> [Given problem] Reproduce each of the records below word for word, from the first to the last.

> [Supplied data]
- - -

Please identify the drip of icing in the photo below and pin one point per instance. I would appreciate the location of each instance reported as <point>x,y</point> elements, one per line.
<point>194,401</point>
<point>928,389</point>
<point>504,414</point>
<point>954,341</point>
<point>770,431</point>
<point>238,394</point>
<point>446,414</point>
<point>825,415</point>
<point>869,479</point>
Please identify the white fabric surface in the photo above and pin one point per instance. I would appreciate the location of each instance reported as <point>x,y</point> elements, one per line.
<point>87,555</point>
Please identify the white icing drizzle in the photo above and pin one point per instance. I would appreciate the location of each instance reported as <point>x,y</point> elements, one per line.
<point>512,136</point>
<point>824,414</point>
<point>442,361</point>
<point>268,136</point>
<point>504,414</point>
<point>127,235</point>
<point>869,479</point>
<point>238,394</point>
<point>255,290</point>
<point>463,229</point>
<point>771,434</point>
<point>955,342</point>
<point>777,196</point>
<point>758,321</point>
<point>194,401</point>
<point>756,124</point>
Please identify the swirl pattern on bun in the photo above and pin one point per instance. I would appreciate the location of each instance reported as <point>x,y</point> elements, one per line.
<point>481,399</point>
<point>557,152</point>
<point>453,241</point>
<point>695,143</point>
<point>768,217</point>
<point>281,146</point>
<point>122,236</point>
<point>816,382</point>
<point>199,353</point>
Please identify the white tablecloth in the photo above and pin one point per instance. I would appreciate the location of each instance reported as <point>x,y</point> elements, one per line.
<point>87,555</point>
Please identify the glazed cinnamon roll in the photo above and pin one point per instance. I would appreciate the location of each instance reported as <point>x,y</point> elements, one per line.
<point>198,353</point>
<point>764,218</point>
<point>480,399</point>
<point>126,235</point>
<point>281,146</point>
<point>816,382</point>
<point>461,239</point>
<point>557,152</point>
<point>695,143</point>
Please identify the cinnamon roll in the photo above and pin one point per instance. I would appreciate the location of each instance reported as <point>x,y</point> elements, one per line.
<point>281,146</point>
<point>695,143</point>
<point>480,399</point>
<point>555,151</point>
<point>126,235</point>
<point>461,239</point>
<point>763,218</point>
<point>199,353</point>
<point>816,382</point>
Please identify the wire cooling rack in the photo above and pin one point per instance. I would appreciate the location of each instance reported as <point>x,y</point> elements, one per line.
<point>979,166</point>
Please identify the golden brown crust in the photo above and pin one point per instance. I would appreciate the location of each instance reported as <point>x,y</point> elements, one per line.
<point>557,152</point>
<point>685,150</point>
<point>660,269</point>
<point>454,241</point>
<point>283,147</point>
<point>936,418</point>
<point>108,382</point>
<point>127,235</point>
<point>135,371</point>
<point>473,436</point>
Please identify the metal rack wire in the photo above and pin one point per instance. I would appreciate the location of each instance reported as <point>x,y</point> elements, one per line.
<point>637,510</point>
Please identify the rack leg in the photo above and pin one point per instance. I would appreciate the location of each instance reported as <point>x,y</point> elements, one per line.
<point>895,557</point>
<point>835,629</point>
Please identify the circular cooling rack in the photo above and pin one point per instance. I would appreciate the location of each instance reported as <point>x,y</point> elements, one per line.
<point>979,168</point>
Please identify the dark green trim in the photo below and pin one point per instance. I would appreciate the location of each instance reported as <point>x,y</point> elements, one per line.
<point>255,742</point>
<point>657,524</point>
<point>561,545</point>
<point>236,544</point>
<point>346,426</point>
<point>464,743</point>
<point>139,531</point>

- - -

> [Written response]
Please identify the drip of icing in the photo below and pin one point per instance. I would appreciate the location of each instance reported as <point>x,y</point> elements, one per line.
<point>194,401</point>
<point>928,389</point>
<point>504,414</point>
<point>954,341</point>
<point>770,431</point>
<point>238,394</point>
<point>446,414</point>
<point>825,415</point>
<point>869,479</point>
Please identify the white fabric surface in the photo above and pin one point per instance. I would appreciate the location of each instance reported as <point>x,y</point> elements, one per line.
<point>87,555</point>
Please identify the white icing drizzle in the photo above and pin one point per instance. I would appreciate the location of each instance reported as <point>x,y</point> elements, one per line.
<point>512,136</point>
<point>824,414</point>
<point>442,361</point>
<point>268,136</point>
<point>504,414</point>
<point>127,235</point>
<point>869,479</point>
<point>238,394</point>
<point>255,290</point>
<point>463,229</point>
<point>771,434</point>
<point>955,342</point>
<point>777,196</point>
<point>758,321</point>
<point>194,401</point>
<point>756,124</point>
Please identify the swirl pattern on bun in the photo above and pin one point per instance. I would appreciate the location of each instance reported as <point>x,y</point> elements, one per line.
<point>481,399</point>
<point>557,152</point>
<point>453,241</point>
<point>695,143</point>
<point>768,217</point>
<point>281,146</point>
<point>122,236</point>
<point>816,382</point>
<point>199,353</point>
Please identify the white tablecloth in the photo above and pin one point per instance. I would appreciate the location of each instance reported as <point>x,y</point> elements, one per line.
<point>87,555</point>
Please identify the glazed cinnamon roll in the photo above and pin one point per instance. I would appreciate the location of each instance reported as <point>x,y</point> elements, one per line.
<point>198,353</point>
<point>764,218</point>
<point>480,399</point>
<point>126,235</point>
<point>281,146</point>
<point>816,382</point>
<point>461,239</point>
<point>557,152</point>
<point>695,143</point>
Please identify the cinnamon roll in the photo above and pin one point per instance. I would appreciate the location of each instance reported as <point>x,y</point> elements, one per line.
<point>281,146</point>
<point>695,143</point>
<point>480,399</point>
<point>555,151</point>
<point>126,235</point>
<point>461,239</point>
<point>763,218</point>
<point>199,353</point>
<point>816,382</point>
Please identify the wire cooling rack in the photo above and pin one point per instance. I would appreciate the location of each instance reported as <point>x,y</point> elements, one per line.
<point>979,166</point>
Please identify the golden brown crust in the photo above and pin one point per instance. I would appreciate the location of each instance reported as <point>x,y</point> elements, one per line.
<point>557,152</point>
<point>685,150</point>
<point>660,269</point>
<point>454,241</point>
<point>283,147</point>
<point>936,418</point>
<point>108,382</point>
<point>127,235</point>
<point>135,371</point>
<point>473,436</point>
Please identify the metal rack wire in the photo above and pin one point per instance. I would appreciate the location of each instance reported as <point>x,y</point> elements, one per line.
<point>637,510</point>
Please identify the rack leg in the photo above and pin one point per instance. I would appreciate the location of each instance reported as <point>x,y</point> elements, one per line.
<point>895,557</point>
<point>835,629</point>
Please identify the circular cooling rack in the photo above and pin one point per instance. I would appreciate the location of each instance reported as <point>x,y</point> elements, one per line.
<point>979,168</point>
Please identify the dark green trim in the photo below and pin one point per instance. I would appreciate the location of each instance reported as <point>x,y</point> elements, one per line.
<point>255,742</point>
<point>657,524</point>
<point>561,545</point>
<point>236,544</point>
<point>346,426</point>
<point>464,743</point>
<point>139,531</point>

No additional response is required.